**WHAT YOU SHOULD DO**:
Show every line in the listing below that contains the string "teal".

------------------------

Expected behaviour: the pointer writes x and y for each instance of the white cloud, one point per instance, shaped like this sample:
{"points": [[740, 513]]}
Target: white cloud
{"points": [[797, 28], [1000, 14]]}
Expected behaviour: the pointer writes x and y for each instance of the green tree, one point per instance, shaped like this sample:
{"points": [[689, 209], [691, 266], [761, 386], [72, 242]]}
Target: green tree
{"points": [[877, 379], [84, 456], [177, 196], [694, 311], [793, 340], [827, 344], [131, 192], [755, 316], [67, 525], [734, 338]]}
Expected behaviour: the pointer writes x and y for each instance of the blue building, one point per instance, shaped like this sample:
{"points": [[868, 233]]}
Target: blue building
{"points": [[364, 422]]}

------------------------

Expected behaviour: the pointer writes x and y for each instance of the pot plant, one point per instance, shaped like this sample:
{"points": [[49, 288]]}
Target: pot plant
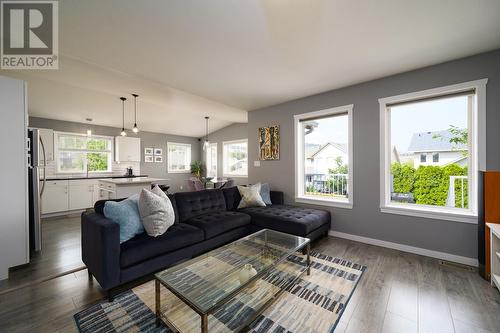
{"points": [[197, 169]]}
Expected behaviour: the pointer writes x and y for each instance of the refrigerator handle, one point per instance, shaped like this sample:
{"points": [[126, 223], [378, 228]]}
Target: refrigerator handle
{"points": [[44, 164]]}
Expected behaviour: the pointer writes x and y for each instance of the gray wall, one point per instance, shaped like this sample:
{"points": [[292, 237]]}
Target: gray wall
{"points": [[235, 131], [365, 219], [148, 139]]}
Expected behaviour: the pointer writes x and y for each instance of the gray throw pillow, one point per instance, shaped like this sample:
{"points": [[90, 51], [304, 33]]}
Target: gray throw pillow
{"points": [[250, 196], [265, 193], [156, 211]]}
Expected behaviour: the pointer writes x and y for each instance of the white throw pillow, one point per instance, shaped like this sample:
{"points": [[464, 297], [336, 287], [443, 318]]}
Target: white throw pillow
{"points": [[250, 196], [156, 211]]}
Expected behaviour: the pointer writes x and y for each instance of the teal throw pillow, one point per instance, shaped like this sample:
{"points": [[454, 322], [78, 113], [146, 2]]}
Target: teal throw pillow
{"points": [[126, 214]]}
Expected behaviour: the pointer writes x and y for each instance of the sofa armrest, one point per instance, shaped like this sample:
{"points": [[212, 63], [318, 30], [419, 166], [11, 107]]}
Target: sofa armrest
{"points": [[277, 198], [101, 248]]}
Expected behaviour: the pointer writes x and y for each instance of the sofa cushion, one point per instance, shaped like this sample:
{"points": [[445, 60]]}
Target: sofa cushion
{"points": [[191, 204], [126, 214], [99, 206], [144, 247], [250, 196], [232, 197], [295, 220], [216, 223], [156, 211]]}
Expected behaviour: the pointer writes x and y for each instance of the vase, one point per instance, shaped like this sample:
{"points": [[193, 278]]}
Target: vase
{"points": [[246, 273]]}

------------------------

**EXPECTED ANSWER**:
Expected behaviour: the pointer writes x and y for each instance of the teal throw pillow, one point per instance, shaped like this sample:
Target: teal throw pillow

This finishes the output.